* _Passage for review_:
Fear and Perving: the portrayal of women in Lebanese Pop Culture

Tonight I discovered Myriam Klink: a Lebanese pop singer who wishes she was a porn star. Her biography states: “Myriam Klink is a Lebanese girl from the mountains raised between animals and natures.”


In Lebanon, Myriam is well know for her song “Antar” a song sung and performed in the same playful but explosively sexual vein as Marylin Monroe’s “I wanna be loved by you.” And it is written for a cat. The chorus goes:
 “Antar my lovely cat
Antar, my luckiest cat
Antar, super strong,
For Antar I sing this song.
Antar I love you …. Antar I need you"


Is Antar really a cat? A “super strong” and “lucky” cat? Loved and ravenously wanted by a woman who provokes that desire from her audiences?

* _Information_:

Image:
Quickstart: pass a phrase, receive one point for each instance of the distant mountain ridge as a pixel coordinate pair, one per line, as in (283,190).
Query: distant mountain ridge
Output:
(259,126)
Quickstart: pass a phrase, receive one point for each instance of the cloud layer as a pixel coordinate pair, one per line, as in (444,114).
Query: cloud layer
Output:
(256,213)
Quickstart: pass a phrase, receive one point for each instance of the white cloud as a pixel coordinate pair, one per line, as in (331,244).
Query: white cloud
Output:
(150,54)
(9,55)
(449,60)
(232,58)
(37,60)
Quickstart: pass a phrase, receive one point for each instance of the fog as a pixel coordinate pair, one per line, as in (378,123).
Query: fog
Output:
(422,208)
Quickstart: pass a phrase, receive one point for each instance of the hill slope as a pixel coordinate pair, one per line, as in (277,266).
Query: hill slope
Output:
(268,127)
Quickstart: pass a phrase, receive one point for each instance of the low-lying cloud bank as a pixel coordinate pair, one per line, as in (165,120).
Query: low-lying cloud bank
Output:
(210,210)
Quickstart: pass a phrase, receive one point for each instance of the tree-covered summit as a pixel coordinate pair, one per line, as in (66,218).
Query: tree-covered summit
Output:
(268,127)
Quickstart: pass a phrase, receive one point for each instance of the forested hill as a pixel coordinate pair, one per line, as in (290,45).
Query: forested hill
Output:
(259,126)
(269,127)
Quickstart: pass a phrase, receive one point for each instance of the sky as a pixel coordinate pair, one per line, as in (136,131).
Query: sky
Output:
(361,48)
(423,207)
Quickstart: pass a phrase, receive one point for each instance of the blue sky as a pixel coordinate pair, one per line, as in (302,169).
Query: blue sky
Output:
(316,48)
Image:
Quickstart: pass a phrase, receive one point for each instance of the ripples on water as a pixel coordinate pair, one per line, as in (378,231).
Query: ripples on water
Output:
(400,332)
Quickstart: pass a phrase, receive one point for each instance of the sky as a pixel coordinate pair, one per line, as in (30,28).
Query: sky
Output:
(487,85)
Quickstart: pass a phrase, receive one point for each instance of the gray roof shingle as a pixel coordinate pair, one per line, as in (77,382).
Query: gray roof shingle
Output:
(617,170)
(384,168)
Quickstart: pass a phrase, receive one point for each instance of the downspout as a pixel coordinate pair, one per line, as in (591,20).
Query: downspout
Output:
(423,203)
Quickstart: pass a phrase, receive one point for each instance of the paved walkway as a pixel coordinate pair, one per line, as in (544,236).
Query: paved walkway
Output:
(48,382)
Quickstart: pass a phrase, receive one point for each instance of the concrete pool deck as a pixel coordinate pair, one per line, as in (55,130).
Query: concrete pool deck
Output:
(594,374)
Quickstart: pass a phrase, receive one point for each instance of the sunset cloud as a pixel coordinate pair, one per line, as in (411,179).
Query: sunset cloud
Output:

* _Task requirements_:
A) In the text about Myriam Klink, what is the name of the cat her song is written for?
B) Summarize the text about Myriam Klink in two sentences.
C) Continue the text about Myriam Klink, starting after its closing questions.

* _Solved problems_:
A) The cat is named Antar.

B) The writer introduces Myriam Klink, a Lebanese pop singer whose biography calls her a girl from the mountains raised among animals. Her well-known song "Antar," performed in a playful but explosively sexual vein like Marilyn Monroe's "I wanna be loved by you," is written for a cat, and the writer questions whether Antar is really a cat.

C)
By channeling all her energies towards a cat, Myriam switches from outrageously kinky – or Klinky- to childish and innocent. The viewer is also absolved in watching Myriam because all she wants in the end is her “super strong” and “lucky” cat.

Haifa Wehbe’s video for “Bous al Wawa,” another embarrassing Lebanese song, is similar: Haifa, a sex symbol and pop sensation, is presented in this video as the ideal mother and house wife. Her behavior is highly eroticized but I don’t think the song is a philosophical account on the oedipal relations in post-industrial capitalist societies. Like Klink’s cat, it is a superficial framework, which places these explicitly sexual and pornographic portrayals of women, in socially acceptable – even socially desirable contexts.

 Only it’s not fooling anyone. The wet dream for an immaculate conception, a raunchy Madonna is all too clear, and so is the extent of its repression.

 Of course this taste for candid nymphomania is not particular to Lebanon, and can be found almost everywhere. Britney Spears dressed as a school girl in “Baby One More Time” is one example. In Lebanese pop culture it operates differently. The oscillation from ho-bag to virgin, from sex kitten to just a normal kitten reflects an identity conflict that can be seen in two recent portrayals of Beirut and Lebanon.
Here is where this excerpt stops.